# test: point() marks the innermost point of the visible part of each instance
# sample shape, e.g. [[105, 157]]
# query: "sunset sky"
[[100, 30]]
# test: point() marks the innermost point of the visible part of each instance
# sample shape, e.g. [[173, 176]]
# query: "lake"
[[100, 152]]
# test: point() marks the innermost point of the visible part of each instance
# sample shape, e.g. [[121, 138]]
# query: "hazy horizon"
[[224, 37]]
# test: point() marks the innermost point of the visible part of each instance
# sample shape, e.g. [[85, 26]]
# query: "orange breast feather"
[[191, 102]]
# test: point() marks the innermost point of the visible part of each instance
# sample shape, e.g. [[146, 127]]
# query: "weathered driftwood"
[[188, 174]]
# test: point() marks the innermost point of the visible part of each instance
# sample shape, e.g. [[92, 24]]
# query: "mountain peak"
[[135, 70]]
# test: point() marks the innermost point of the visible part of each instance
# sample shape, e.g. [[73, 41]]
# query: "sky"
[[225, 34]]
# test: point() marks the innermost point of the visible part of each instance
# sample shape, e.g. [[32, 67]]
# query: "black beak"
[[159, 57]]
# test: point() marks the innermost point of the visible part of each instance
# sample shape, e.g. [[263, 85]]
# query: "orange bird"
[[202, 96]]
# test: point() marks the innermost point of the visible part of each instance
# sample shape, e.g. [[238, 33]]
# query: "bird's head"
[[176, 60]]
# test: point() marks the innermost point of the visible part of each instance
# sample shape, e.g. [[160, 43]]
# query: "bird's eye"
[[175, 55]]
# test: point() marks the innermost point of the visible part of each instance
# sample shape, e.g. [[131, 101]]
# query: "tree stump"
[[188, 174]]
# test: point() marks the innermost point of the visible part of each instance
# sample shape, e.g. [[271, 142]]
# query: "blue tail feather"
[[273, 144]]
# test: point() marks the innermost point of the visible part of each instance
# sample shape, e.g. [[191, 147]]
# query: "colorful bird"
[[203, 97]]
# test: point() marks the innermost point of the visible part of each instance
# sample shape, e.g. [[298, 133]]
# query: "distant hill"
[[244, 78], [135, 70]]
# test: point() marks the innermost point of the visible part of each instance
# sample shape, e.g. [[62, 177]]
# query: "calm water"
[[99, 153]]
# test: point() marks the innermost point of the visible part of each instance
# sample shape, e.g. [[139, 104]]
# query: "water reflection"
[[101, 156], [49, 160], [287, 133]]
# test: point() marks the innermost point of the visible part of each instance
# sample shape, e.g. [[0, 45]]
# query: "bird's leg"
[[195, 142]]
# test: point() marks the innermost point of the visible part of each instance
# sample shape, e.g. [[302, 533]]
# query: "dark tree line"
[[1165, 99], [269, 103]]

•••

Which lines in the entries above contain the string "bird"? List each such line in full, treating uppercase and lowercase as different.

# query: "orange bird"
# query: "bird's head"
# query: "bird's eye"
# query: "colorful bird"
# query: "bird's leg"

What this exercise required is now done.